» Text provided:
····················
Circuit Court of Appeals, Fourth Circuit
Apr 17, 1925
6 F.2d 214 (4th Cir. 1925)

Opinion

No. 2306.

April 17, 1925.

In Error to the District Court of the United States for the Western District of Virginia, at Harrisonburg; Henry Clay McDowell, Judge.

Action at law by the Franklin Sugar Refining Company against the Luray Supply Company, Inc. Judgment for plaintiff, and defendant brings error. Affirmed.

See, also, 6 F.2d 218.

John T. Harris and D.O. Dechert, both of Harrisonburg, Va. (W.V. Ford, of Luray, Va., on the brief), for plaintiff in error.

Thomas B. Gay, of Richmond, Va. (Irvin G. Craig, of Richmond, Va., on the brief), for defendant in error.

Before WOODS, WADDILL, and ROSE, Circuit Judges.


This case grows out of sales of sugar in May and June, 1920. The defendant in error, the Franklin Sugar Refining Company, in the court below, sued the Luray Supply Co., Inc., the plaintiff in error at this bar. For brevity they will be referred to as the buyer and seller, respectively.
····················
» Supplied information:
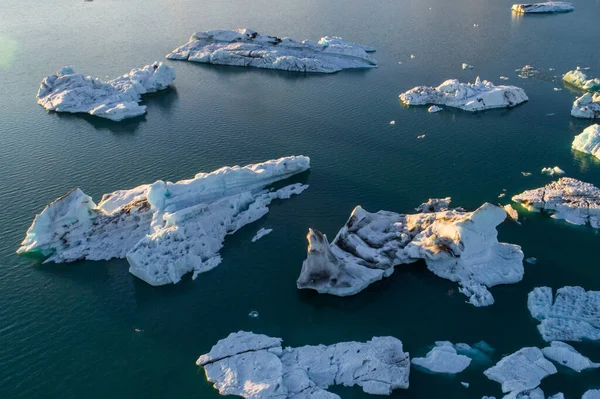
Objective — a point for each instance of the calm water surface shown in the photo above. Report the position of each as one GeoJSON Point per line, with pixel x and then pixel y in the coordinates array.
{"type": "Point", "coordinates": [67, 331]}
····················
» Challenge 1:
Name every attorney who appears in the court opinion.
» Challenge 2:
Write out the part of the court opinion starting at "Thomas B. Gay, of" and ending at "and seller, respectively.".
The listing is separate material from the court opinion.

» Complete answer 1:
John T. Harris, D.O. Dechert, W.V. Ford, Thomas B. Gay, Irvin G. Craig

» Complete answer 2:
Thomas B. Gay, of Richmond, Va. (Irvin G. Craig, of Richmond, Va., on the brief), for defendant in error.

Before WOODS, WADDILL, and ROSE, Circuit Judges.


This case grows out of sales of sugar in May and June, 1920. The defendant in error, the Franklin Sugar Refining Company, in the court below, sued the Luray Supply Co., Inc., the plaintiff in error at this bar. For brevity they will be referred to as the buyer and seller, respectively.